Copy every line of the data below word for word, leaving out the pictures.
═══ Excerpted data ═══
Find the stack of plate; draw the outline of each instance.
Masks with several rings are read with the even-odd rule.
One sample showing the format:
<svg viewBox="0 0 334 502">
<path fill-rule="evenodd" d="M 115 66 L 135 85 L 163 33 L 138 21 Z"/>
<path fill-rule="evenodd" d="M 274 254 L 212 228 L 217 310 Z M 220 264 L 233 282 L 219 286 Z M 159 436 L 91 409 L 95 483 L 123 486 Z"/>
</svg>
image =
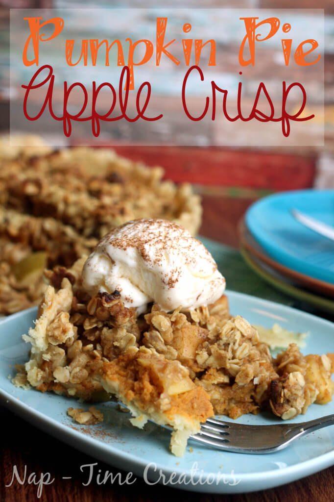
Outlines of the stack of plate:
═══
Task response
Find the stack of plate; draw the outline of each instance.
Masks with several rings are read with the even-odd rule.
One sample showing the format:
<svg viewBox="0 0 334 502">
<path fill-rule="evenodd" d="M 115 66 L 135 85 L 163 33 L 138 21 Z"/>
<path fill-rule="evenodd" d="M 274 254 L 212 228 L 217 310 Z M 220 264 L 233 282 L 219 286 Z M 159 436 L 91 409 L 95 483 L 123 486 Z"/>
</svg>
image =
Outlines of the stack of plate:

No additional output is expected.